◆ **The task**: From the first record through the last, copy each one exactly.

-- Record extracts follows --

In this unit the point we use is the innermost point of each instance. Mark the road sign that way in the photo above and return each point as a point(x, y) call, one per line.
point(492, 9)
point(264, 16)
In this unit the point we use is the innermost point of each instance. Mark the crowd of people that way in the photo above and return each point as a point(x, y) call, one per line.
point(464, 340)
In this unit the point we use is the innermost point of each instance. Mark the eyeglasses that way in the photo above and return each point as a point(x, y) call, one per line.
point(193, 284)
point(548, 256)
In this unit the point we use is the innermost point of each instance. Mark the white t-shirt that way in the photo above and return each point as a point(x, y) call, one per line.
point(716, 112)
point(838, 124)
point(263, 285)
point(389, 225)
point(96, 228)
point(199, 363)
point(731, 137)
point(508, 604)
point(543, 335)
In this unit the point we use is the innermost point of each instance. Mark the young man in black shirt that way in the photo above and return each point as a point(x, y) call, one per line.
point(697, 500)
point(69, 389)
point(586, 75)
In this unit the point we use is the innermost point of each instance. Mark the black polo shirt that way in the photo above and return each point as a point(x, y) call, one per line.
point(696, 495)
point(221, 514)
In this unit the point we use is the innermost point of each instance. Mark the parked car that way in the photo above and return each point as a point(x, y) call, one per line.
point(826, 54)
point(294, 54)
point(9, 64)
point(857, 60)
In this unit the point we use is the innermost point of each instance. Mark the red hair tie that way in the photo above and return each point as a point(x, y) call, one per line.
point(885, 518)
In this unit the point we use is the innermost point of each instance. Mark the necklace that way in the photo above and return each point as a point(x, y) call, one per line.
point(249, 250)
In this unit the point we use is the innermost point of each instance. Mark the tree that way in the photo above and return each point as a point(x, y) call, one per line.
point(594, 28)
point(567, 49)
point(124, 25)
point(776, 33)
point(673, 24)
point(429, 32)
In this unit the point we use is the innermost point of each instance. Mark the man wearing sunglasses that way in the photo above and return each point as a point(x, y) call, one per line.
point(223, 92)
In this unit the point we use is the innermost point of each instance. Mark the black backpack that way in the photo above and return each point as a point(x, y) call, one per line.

-- Record extracts concluded --

◆ **Solution for this exercise**:
In this unit the point we use is the innermost point of each instance. Mark the road sign that way in the photo above and return each point as a point(x, y) call, one per line.
point(492, 9)
point(264, 16)
In this unit the point we use is the innermost point of each instance. Mark the crowd of people that way in the photo above and return each point as a point(x, y) call, one per line.
point(464, 340)
In this unit the point we use is the innermost point of each instance. Mark the eyeglasses that way in the photo above and return each point as a point(x, y) call, one per line.
point(193, 284)
point(548, 256)
In this unit the point we use is the innermost point of each instance. Mark the white t-shirt that way in the photo above and return each point as a point(x, y) call, one per line.
point(716, 112)
point(838, 124)
point(263, 285)
point(389, 225)
point(96, 228)
point(199, 363)
point(731, 137)
point(508, 604)
point(543, 335)
In this unit the point we use is the innermost point of each instance. Mark the young man in black shirt that way in the photo above and return each point as a point(x, y) call, one per line.
point(697, 500)
point(69, 389)
point(586, 75)
In this unit the point we use is the innermost point of each instance. Mark the black polo shirt that way in the photo above and return each point as a point(x, y) call, one per line.
point(696, 495)
point(221, 514)
In this unit the point we use is the innermost point of each instance. Mark the parked car that way in the photo above and return each point as a point(x, y) call, one per line.
point(826, 54)
point(294, 54)
point(9, 64)
point(857, 60)
In this unit the point we use is the innermost point of each instance. Mark the red hair tie that way in the photo above and return each point as a point(x, y) call, one per line.
point(885, 518)
In this unit the point we use is the innermost point of each instance. Mark the necklace that way in the photo above and return each point as a point(x, y) call, one per line.
point(249, 250)
In this unit the point we use is the innermost point of each instance. Mark the tree that way in the photo above and return each point as a point(x, y) call, one per line.
point(594, 28)
point(567, 49)
point(124, 25)
point(776, 33)
point(673, 24)
point(429, 32)
In this unit the point we use is the innermost point of each instance. Mark the man wearing sunglasses that way in the photo above and return each point as a point(x, y) call, one per line.
point(223, 92)
In this unit the point we use is the innermost point of each instance. Mark the black backpack that way in the photo above and return each point as a point(x, y) call, one per line.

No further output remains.